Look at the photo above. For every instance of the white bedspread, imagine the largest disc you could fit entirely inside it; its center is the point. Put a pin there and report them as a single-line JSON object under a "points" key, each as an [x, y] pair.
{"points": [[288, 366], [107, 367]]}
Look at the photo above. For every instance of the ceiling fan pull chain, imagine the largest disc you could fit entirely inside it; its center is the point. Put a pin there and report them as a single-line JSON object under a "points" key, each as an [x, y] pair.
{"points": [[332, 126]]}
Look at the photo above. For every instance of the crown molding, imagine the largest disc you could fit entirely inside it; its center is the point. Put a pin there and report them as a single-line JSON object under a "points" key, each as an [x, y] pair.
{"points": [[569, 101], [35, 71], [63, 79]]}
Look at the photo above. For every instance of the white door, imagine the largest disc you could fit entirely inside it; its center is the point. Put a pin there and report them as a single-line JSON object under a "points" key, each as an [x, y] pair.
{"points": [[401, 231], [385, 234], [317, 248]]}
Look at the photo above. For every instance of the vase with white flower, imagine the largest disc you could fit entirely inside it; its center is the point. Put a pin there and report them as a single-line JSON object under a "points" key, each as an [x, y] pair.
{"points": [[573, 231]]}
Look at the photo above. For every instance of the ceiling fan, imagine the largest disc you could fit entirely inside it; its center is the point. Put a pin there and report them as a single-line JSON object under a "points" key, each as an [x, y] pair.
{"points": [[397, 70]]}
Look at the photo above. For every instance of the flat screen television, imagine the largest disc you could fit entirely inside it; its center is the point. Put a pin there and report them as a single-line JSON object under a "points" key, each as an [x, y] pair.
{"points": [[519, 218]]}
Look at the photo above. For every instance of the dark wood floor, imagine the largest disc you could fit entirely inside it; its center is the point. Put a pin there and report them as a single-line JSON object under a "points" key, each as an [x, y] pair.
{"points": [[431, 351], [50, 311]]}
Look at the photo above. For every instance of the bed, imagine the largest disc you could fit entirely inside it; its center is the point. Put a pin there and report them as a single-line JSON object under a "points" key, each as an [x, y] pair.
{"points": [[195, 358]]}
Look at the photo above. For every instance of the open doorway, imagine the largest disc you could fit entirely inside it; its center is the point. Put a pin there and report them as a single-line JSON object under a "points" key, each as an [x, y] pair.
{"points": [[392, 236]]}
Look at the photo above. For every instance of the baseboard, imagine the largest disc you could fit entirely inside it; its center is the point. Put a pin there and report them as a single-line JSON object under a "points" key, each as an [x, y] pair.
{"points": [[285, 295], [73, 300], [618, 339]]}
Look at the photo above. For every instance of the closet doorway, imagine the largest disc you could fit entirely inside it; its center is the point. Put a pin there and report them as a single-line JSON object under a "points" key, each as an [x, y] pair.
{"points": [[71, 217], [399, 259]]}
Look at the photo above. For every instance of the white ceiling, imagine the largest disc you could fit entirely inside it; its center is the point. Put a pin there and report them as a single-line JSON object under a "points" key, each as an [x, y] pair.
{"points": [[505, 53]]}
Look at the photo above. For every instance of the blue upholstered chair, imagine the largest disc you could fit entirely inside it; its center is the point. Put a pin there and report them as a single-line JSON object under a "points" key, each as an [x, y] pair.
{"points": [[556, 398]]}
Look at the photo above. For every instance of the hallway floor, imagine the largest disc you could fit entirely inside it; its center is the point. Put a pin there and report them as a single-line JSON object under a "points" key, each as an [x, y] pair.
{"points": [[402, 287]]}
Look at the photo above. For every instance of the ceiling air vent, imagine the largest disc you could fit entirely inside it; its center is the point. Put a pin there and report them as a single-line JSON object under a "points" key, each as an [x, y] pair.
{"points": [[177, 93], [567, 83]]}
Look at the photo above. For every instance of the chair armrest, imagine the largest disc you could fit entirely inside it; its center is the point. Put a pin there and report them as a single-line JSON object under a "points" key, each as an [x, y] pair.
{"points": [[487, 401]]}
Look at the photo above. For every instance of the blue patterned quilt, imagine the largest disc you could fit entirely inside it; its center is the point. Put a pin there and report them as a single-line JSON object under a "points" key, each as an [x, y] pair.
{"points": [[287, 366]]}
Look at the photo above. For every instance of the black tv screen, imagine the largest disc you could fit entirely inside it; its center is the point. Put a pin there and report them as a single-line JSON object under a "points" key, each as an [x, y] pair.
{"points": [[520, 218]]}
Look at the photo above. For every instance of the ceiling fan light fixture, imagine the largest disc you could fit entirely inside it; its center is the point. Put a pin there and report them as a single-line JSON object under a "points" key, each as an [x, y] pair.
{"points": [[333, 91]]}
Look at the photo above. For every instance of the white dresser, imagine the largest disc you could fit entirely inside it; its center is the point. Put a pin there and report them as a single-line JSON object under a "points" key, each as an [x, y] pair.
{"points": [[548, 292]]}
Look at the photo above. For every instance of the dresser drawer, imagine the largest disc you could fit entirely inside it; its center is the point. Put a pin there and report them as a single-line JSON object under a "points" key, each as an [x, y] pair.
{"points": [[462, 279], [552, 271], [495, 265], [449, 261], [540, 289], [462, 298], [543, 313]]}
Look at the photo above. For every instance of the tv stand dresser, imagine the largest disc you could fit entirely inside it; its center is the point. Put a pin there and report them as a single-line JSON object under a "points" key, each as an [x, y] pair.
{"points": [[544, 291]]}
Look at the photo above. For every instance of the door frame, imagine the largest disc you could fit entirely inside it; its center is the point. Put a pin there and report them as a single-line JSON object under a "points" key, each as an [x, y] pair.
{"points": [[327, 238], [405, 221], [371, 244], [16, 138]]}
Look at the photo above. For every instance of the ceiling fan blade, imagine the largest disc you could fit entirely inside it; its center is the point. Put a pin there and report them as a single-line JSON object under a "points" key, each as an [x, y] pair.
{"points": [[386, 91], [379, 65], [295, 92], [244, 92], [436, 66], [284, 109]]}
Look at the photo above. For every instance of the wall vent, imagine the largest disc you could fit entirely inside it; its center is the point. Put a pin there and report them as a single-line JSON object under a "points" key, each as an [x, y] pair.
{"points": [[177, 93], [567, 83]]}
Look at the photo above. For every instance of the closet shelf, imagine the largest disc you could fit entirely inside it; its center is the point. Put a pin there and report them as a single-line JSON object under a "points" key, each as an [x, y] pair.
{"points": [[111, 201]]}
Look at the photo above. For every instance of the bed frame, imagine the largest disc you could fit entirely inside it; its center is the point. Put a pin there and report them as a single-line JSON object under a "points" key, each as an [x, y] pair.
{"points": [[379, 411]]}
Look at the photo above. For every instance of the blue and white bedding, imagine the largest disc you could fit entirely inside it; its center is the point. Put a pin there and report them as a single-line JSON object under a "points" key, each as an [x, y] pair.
------------------------------------
Copy each line, exactly, that falls between the line containing "fan blade, imagine" and the end of the entries, both included.

Look at the photo above. For every instance of the ceiling fan blade, imagine the largest disc you could fit entirely inside it; its center is the point. Put a pin there and report them as a single-line JSON object under a "points" key, each as an [x, y] pair.
{"points": [[386, 91], [379, 65], [295, 92], [244, 92], [436, 66], [284, 109]]}
Look at the photo above. For every instance of the wall vent, imagine the largest disc you could fit entirely inside it; its center is the point. Put a pin there and report them as a single-line JSON object under a "points" key, each as an [x, y] pair.
{"points": [[177, 93], [567, 83]]}
Look at the photo above. For every instance of the closet shelf, imagine the largest disc you could fit entirely inside it; its center is the point. Put a pin there and report them as a single-line JSON object under a "points" key, each as an [x, y] pair.
{"points": [[111, 201]]}
Look at the photo above. For every instance of the bed frame, imagine the largest disc you could fit entirely inside it; its center is the point. Put a pin there and report them as a single-line JSON object under a "points" key, each as an [x, y] pair.
{"points": [[379, 411]]}
Look at the photo above. For every instance of the blue and white bedding, imagine the largest disc you could fit entirely inside it; its center is the point. Put a pin there and report them as a single-line JSON object under a "points" key, each as an [x, y] pair.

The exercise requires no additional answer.